§ EXERCISE BRIEF
List every place named in the France trip text below, from whole regions down to single sites.

§ TEXT FOR ANALYSIS
After more than a few months of waiting, my France vacation had finally arrived!! My mom and step-dad had planned their first trip to Europe so that they could see me. After over a year of living in Albania, I was more than ready for some family time!
I packed my bag, got into a furgon and headed to the airport. Twenty minutes into the journey, we made a pit stop at a farmers house. The driver started loading a frozen goat carcass into the back of the vehicle. Of course, that’s where my bag was sitting. As I sat there, all I could do was hope that goat juices weren’t seeping onto my bag and the clothes sitting inside. I didn’t want my first moments in France to involve smelling like a dead animal carcass!
Luckily, my bag and I made it to Paris, both of us smelling relatively fresh after that journey. My own driver was waiting to take me to the hotel and I felt completely spoiled! But I was loving every minute of it!
It was a surreal feeling to finally see them again, and I spent the next few hours pinching myself to make sure it was real. After some quick hugs, we made our way to the famous Louvre in the center of Paris for supper. The Louvre is one of the world’s largest museums and has more than 9.7 million visitors each year. This makes it the worlds most visited museum and with sculptures, paintings, drawings and archaeological finds, there is plenty to see!
The next day, we headed to the train station to take the fast TGV train through the heart of France. The TGV trains regularly reach speeds of over 200 mph, which was an extremely nice change of pace from Albanian furgons!
Our group made a pit stop at Pont du Gard, one of France’s most visited tourist attractions. Pont du Gard is an ancient Roman aqueduct bridge that crosses the Gardon River. It was built in the 1st century AD, is the highest of Roman aqueduct bridges and the most well preserved. It is surrounded by olive trees and also provides great swimming spots for many locals and tourists in the summer months.

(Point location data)
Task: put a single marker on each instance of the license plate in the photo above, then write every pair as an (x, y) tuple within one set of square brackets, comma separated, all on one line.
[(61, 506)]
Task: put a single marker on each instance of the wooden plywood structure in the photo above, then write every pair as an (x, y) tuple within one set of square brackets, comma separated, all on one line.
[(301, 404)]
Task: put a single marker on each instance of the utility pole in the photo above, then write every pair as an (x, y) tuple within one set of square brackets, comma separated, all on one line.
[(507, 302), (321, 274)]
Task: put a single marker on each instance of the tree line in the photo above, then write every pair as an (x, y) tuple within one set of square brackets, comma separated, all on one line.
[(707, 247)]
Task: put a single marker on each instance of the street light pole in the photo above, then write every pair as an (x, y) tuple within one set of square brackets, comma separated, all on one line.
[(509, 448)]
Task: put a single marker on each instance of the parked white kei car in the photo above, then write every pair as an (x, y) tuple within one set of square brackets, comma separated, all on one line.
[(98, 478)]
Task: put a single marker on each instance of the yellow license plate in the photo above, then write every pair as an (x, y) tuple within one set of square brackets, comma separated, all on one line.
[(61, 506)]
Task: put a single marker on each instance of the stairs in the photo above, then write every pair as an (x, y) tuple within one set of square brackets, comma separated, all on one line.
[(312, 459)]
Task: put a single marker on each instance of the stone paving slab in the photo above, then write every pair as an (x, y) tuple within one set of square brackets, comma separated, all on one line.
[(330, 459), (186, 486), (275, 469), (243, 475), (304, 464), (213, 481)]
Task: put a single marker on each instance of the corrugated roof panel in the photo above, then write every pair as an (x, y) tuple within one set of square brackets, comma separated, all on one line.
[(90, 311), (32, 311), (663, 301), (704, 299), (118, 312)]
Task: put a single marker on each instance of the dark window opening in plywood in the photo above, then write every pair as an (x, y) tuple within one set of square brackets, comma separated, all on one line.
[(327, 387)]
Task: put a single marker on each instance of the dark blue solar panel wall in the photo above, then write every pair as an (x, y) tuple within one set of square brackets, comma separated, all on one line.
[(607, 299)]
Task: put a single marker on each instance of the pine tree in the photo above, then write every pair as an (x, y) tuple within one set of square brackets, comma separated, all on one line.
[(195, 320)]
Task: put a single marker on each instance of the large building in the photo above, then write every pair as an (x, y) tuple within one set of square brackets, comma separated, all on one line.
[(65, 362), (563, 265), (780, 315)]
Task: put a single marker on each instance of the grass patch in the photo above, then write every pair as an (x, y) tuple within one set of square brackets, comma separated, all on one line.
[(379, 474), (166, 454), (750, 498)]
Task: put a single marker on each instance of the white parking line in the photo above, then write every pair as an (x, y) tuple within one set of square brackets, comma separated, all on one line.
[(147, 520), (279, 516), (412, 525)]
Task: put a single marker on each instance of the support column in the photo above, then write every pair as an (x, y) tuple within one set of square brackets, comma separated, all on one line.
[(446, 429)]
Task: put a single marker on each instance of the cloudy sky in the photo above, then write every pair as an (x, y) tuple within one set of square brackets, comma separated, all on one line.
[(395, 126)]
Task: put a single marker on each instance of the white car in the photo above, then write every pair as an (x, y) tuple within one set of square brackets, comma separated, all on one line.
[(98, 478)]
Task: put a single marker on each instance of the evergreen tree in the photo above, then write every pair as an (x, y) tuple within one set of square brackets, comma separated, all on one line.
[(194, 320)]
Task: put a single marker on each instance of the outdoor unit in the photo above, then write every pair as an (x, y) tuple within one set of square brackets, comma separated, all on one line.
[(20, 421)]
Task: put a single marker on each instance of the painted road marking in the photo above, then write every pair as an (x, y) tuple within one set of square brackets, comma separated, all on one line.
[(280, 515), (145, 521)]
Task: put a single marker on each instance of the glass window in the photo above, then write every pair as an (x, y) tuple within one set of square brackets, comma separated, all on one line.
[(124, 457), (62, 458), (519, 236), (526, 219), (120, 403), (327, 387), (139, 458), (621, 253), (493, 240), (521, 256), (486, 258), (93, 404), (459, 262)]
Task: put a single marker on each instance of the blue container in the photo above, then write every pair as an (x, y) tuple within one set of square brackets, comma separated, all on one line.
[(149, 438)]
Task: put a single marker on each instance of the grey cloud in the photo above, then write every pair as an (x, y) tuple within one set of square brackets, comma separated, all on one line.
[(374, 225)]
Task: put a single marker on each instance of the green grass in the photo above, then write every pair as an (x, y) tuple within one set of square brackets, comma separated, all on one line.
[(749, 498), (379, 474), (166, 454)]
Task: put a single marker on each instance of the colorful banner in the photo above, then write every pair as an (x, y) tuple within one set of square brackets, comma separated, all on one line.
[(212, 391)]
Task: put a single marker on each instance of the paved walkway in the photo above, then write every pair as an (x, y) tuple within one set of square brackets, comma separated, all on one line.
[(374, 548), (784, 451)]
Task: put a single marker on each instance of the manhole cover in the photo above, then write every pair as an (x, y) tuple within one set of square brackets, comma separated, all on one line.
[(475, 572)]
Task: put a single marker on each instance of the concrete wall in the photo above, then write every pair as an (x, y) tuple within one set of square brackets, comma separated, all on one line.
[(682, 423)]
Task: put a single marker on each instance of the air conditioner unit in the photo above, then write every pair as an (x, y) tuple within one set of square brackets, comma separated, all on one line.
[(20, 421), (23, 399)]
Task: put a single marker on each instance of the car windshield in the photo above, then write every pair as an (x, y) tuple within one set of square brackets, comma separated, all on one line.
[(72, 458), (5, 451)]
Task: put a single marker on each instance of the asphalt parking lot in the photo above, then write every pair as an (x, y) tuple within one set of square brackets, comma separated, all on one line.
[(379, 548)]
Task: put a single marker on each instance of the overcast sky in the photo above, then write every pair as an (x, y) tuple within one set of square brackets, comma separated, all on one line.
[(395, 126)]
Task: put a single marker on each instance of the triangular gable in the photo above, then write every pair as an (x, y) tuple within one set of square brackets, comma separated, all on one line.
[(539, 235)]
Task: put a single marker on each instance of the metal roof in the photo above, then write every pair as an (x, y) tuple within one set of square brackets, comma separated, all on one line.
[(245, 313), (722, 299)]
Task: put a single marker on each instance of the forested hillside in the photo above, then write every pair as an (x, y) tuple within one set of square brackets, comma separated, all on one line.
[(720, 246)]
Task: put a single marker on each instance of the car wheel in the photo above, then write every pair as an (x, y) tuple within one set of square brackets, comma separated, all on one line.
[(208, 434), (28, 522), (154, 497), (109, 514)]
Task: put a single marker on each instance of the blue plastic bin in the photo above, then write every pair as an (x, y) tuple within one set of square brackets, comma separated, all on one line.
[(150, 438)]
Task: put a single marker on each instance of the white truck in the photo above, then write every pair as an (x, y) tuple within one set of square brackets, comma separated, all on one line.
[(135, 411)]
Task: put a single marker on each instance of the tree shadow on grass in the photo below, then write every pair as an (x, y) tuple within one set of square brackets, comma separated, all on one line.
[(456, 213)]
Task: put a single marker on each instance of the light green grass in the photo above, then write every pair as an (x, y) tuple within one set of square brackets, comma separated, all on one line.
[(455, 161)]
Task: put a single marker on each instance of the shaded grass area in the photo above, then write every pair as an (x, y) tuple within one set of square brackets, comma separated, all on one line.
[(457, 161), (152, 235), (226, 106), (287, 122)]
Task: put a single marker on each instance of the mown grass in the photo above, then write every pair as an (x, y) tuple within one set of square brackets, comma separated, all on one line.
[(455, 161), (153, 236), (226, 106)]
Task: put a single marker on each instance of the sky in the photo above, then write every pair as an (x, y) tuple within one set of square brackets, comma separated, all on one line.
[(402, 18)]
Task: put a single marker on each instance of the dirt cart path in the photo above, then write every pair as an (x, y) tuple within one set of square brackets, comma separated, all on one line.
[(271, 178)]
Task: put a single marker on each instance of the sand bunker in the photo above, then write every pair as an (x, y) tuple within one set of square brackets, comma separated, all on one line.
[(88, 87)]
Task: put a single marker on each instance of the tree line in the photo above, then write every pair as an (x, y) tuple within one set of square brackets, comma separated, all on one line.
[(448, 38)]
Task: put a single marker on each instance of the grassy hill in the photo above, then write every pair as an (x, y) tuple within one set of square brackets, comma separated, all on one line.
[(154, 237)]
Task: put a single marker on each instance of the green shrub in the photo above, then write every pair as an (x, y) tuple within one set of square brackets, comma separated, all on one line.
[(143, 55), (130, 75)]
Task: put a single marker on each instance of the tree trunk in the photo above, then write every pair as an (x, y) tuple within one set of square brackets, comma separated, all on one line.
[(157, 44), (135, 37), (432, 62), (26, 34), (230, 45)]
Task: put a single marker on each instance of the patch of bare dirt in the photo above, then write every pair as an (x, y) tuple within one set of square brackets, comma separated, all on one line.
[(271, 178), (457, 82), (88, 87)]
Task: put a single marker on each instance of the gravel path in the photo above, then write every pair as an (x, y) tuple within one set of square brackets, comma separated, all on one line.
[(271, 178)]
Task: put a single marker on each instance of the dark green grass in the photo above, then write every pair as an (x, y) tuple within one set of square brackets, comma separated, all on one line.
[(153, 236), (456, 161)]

§ SOLUTION FOR THIS TASK
Europe, Albania, France, Paris, the Louvre, Pont du Gard, Gardon River